Text

——————

The psychic
organs have been created by the human intellect and they are
controlled by the intellect. Had man been dependent upon the
physical organs solely, he would have remained an animal. His
psychic organs have enabled him to create instruments, tangible,
such as tools and machines; intangible, such as works of art.
These are psychic organs and with their aid man has become a
civilized being.
The psychic organs are the creation of the man of genius. To
create such organs is his function. The characteristics, then,
of the genius are an immense capacity for sympathy and an immense
surplus of power; sympathy, that he may know the needs of mankind;
power, that he may fashion those great organs of life by which the
race may live and grow.
In the various chapters of his book, Collin analyzes in an
illuminating way the life and work of Wergeland, Ibsen, and
Bjornson as typical men of genius whose expansive sympathy gave
them insight and understanding and whose indefatigable energy
wrought in the light of their insight mighty psychic organs of
cultural progress.

——————

Supplied information
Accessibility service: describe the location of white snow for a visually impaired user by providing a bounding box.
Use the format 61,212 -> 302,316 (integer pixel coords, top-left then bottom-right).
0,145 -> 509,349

——————

Quote the part of the passage on psychic organs that opens with the words containing "The psychic organs" and closes with "cultural progress.".

The psychic organs are the creation of the man of genius. To
create such organs is his function. The characteristics, then,
of the genius are an immense capacity for sympathy and an immense
surplus of power; sympathy, that he may know the needs of mankind;
power, that he may fashion those great organs of life by which the
race may live and grow.
In the various chapters of his book, Collin analyzes in an
illuminating way the life and work of Wergeland, Ibsen, and
Bjornson as typical men of genius whose expansive sympathy gave
them insight and understanding and whose indefatigable energy
wrought in the light of their insight mighty psychic organs of
cultural progress.